Pointing dataset excerpts >>
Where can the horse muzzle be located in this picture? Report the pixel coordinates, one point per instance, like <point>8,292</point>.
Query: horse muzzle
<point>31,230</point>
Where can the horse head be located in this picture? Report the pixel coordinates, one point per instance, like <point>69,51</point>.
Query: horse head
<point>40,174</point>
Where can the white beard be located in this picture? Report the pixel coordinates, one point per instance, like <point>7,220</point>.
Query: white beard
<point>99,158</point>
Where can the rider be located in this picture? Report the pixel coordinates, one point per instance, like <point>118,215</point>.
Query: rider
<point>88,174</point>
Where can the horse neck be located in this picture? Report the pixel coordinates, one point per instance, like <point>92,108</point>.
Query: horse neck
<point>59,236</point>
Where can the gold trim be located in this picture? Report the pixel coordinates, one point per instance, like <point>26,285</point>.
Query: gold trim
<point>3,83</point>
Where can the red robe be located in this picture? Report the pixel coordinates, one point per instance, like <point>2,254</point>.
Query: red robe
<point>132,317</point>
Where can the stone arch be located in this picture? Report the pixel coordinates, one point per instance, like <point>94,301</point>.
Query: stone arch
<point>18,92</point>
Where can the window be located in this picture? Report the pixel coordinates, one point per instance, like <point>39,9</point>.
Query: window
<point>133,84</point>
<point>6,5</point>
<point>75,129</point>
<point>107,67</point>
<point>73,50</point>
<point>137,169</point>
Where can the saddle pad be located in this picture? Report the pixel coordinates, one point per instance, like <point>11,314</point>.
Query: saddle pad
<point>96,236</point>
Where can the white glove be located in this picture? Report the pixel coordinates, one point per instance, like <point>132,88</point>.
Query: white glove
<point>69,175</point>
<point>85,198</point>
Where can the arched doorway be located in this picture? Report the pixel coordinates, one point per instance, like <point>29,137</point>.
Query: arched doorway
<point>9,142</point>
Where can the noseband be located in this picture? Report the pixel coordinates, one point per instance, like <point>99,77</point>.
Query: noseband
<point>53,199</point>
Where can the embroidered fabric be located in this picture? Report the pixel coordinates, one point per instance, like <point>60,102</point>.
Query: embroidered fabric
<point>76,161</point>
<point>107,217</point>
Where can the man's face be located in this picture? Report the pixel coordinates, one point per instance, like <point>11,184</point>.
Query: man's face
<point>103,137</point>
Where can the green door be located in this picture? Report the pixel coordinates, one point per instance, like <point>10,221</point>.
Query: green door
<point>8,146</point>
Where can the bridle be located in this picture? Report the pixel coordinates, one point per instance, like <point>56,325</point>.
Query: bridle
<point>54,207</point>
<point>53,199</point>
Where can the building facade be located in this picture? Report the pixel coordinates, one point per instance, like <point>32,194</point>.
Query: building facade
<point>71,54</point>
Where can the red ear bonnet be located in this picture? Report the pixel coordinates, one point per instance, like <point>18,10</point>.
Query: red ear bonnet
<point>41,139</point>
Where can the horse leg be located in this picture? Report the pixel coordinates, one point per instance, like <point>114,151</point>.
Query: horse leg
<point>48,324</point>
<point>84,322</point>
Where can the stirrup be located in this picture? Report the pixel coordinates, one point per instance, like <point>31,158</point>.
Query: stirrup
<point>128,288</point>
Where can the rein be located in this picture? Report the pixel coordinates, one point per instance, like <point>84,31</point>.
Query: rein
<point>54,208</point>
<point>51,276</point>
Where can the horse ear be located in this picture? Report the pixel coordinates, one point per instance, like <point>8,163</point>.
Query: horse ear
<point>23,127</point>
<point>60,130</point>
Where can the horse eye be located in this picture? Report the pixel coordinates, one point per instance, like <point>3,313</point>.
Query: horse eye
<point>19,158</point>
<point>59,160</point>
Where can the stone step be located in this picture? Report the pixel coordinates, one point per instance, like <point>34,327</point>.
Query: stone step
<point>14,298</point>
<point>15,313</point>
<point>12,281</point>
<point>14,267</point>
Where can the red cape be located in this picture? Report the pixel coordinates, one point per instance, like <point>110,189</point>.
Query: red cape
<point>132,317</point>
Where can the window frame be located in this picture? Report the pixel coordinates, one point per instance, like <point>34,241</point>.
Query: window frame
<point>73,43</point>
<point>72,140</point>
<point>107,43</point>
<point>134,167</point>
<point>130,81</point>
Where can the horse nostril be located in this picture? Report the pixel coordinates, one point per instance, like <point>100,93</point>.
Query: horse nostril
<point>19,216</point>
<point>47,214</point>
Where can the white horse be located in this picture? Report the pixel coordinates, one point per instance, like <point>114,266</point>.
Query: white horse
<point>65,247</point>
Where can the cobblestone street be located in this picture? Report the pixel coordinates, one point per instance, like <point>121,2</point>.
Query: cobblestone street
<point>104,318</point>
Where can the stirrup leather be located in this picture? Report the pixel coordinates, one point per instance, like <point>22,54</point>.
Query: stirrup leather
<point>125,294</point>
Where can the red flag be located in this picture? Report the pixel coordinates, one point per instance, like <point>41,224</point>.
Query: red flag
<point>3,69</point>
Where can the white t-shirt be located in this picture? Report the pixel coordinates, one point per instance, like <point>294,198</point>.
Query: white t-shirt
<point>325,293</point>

STATED PROBLEM >>
Rewrite the material from the line with "Where can the red ear" to the line with "<point>14,267</point>", both ends included, requests and all. Multiply each coordinate in the answer points by 2.2 and round to the nearest whole number, with halves rounding up, but leave the numbers in the requests and their format samples unchanged.

THE COMPLETED TASK >>
Where can the red ear bonnet be located in this picture? Report the pixel coordinates, one point per instance, like <point>18,10</point>.
Query: red ear bonnet
<point>90,306</point>
Where can the horse leg be located in this picture? Report the pixel coordinates, one point per instance, like <point>114,151</point>.
Query: horse leg
<point>106,713</point>
<point>185,708</point>
Where can the stirrup be located in this picture? Report the pixel coordinates, one point per instance, like <point>31,158</point>.
Query: stirrup
<point>282,634</point>
Where can the rein be located in this picture? Report the pixel coordinates, one point per instance, like <point>84,31</point>.
Query: rein
<point>119,458</point>
<point>112,607</point>
Where can the horse ear be located in this picture? Report the pixel coordinates, one point per instance, like <point>8,163</point>.
Query: horse ear
<point>51,279</point>
<point>132,286</point>
Where can the horse eye be located in this picture? Report the pixel coordinates, one point per instance, like <point>3,313</point>.
Query: horse eye
<point>42,348</point>
<point>130,352</point>
Where can the stone step be located in this picture? Report the pixel coordinates, one point per instance, like <point>34,327</point>.
Query: stone step
<point>31,656</point>
<point>33,689</point>
<point>26,618</point>
<point>31,587</point>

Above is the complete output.